## TO BE DONE
**1)** In the pandas question, what happens to the rows when df.sample(frac=1) is used?
**2)** Write out the pandas question between "Given the following" and "the sorted order.", inclusive, swapping "shuffle" for "reorder".

## EXCERPT PROVIDED
+===+
Given the following df:
data = {'Org': ['Tom', 'Kelly', 'Rick', 'Dave','Sara','Liz'],
'sum': [3, 4, 4, 4, 5, 5]}
df = pd.DataFrame(data)
# Org sum
# 0 Tom 3
# 1 Kelly 4
# 2 Rick 4
# 3 Dave 4
# 4 Sara 5
# 5 Liz 5
I want to shuffle only the duplicate values in that column and keep the sorted order.
Output should look like this:
data = {'Org': ['Tom', 'Rick', 'Dave', 'Kelly','Liz','Sara'],
'sum': [3, 4, 4, 4, 5, 5]}
df = pd.DataFrame(data)
# Org sum
# 0 Tom 3
# 1 Rick 4
# 2 Dave 4
# 3 Kelly 4
# 4 Liz 5
# 5 Sara 5
with df.sample(frac=1)
it will shuffle all rows, but that is not what I like to achieve.
+===+
## GIVEN INFORMATION
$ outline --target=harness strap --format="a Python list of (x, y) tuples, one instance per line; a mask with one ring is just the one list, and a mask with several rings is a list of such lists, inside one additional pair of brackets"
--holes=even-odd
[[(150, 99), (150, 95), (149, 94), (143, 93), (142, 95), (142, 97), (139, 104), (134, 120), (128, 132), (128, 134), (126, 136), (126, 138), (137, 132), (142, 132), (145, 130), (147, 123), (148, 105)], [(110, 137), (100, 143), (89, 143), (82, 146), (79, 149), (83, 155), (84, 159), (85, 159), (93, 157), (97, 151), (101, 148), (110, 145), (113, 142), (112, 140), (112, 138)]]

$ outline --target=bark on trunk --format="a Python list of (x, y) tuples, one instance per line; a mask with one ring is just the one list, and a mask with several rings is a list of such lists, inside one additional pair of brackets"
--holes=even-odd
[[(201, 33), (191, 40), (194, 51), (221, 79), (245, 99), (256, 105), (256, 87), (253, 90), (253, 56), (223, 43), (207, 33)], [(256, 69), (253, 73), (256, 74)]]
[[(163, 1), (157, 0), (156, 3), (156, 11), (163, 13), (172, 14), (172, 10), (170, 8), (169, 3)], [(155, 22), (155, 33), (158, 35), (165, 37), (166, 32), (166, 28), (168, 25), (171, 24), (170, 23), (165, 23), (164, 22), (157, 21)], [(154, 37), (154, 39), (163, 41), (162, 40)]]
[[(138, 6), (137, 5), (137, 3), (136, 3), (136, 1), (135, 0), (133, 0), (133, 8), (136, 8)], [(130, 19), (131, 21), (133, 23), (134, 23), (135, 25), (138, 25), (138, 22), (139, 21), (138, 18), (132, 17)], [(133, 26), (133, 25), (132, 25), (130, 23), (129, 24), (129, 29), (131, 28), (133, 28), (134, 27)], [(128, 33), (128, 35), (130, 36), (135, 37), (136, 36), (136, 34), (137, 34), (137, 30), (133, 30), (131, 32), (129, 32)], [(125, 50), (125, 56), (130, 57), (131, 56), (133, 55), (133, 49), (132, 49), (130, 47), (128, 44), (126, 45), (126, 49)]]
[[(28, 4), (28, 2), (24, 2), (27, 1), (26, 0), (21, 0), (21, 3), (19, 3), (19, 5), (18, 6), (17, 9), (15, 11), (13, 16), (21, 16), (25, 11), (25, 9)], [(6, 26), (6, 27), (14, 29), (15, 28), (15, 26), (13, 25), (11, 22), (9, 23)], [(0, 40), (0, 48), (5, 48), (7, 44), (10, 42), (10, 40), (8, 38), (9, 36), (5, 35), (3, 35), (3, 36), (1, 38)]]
+===+
## OUTPUTS FOR THE TASKS
**1)** It shuffles all rows.

**2)**
Given the following df:
data = {'Org': ['Tom', 'Kelly', 'Rick', 'Dave','Sara','Liz'],
'sum': [3, 4, 4, 4, 5, 5]}
df = pd.DataFrame(data)
# Org sum
# 0 Tom 3
# 1 Kelly 4
# 2 Rick 4
# 3 Dave 4
# 4 Sara 5
# 5 Liz 5
I want to reorder only the duplicate values in that column and keep the sorted order.